**TASK INSTRUCTIONS:** Every record must be copied exactly. Leave nothing out.

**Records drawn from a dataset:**
□ □ □ □ □ □ □

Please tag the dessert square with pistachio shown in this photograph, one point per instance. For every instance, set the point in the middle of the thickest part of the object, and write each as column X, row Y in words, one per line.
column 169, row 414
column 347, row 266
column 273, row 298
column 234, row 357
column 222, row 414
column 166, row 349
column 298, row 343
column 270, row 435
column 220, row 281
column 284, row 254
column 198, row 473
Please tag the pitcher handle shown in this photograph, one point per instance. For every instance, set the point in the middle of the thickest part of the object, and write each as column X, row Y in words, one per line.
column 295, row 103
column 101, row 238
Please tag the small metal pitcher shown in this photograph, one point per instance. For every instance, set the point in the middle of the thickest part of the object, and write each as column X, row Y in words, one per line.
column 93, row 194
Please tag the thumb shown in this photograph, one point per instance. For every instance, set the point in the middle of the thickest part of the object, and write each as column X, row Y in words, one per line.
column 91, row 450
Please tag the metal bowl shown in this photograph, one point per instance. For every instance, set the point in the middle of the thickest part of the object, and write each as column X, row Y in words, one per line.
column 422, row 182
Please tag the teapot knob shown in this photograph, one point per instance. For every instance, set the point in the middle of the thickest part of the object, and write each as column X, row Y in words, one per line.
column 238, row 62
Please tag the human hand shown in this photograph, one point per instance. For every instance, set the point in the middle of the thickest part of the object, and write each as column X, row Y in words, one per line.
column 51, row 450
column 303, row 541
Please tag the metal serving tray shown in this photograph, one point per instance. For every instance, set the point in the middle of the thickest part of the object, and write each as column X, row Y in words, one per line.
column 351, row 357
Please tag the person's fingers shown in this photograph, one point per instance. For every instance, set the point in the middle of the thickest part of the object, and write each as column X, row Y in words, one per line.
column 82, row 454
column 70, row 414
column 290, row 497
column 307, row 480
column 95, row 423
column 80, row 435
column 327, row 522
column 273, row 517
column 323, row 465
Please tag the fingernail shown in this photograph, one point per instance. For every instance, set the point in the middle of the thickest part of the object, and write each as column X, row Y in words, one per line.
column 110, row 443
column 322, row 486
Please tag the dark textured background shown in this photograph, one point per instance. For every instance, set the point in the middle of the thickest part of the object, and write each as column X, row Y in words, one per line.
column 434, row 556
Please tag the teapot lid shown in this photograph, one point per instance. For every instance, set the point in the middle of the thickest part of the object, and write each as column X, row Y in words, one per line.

□ □ □ □ □ □ □

**RESULT:**
Please tag the dessert square with pistachio shown in this photograph, one point per instance. For every instance, set the point in the middle of the thickest part of the object, and write each as column X, row Y in words, one per line.
column 169, row 414
column 347, row 266
column 273, row 298
column 234, row 357
column 222, row 414
column 166, row 349
column 298, row 343
column 270, row 435
column 220, row 281
column 284, row 254
column 198, row 473
Please tag the pitcher handle shown in this photograph, one point per instance. For every instance, set the point in the middle of the thickest part of the object, and write each as column X, row Y in words, one per line.
column 295, row 103
column 101, row 238
Please tag the small metal pitcher shown in this photograph, one point per instance. For every instance, set the point in the middle of the thickest part of the object, and write each as column X, row Y in words, one per line.
column 93, row 194
Please tag the thumb shown in this photograph, one point per instance. For every instance, set the point in the middle of the thickest part of the object, and write each as column X, row Y in words, one per line.
column 91, row 450
Please tag the metal bowl shown in this photograph, one point per instance. For every instance, set the point in the middle of the thickest part of the object, and write each as column X, row Y in words, one per line.
column 422, row 182
Please tag the teapot knob shown in this photograph, one point per instance. For every instance, set the point in the middle of the thickest part of the object, and write each as column X, row Y in words, one per line.
column 238, row 62
Please tag the human hand shown in this photograph, one point per instance. For every instance, set the point in the middle of the thickest part of the object, and write each as column X, row Y in words, one per line.
column 51, row 450
column 303, row 541
Please tag the metal serving tray shown in this photograph, one point per instance. For every instance, set the point in the middle of the thickest part of the object, and write each as column X, row Y in words, one per line.
column 351, row 357
Please tag the person's fingers shown in this photograph, one point per instance. For every instance, set the point in the middle of the thickest part of the object, and write each as column X, row Y in words, one per line.
column 82, row 454
column 70, row 414
column 290, row 497
column 307, row 480
column 95, row 423
column 80, row 435
column 327, row 522
column 273, row 517
column 323, row 465
Please tag the fingernail shown in this photograph, one point per instance. For every instance, set the point in the middle of the thickest part of the object, and write each as column X, row Y in words, one per line.
column 110, row 443
column 322, row 486
Please tag the dark textured background shown in this photograph, one point per instance. For every instance, set the point in the middle of the thickest part of the object, and write each as column X, row Y in words, one per line.
column 434, row 556
Please tag the teapot lid shown in this photograph, one point per instance. For every instance, set the point in the middle of the thickest part of the object, and write each as column X, row Y in words, one per line.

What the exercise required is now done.